• [ENTRIES SHOWN]
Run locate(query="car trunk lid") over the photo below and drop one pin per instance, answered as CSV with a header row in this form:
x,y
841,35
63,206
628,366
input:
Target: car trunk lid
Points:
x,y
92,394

• [WHAT THE EXERCISE ASKS] Repeat all of the records, letter for letter.

• [YOUR SOLUTION]
Run locate(query="car trunk lid") over the photo below and drop one pin per instance, answered as CSV with a header row in this form:
x,y
841,35
63,206
628,366
input:
Target: car trunk lid
Points:
x,y
92,394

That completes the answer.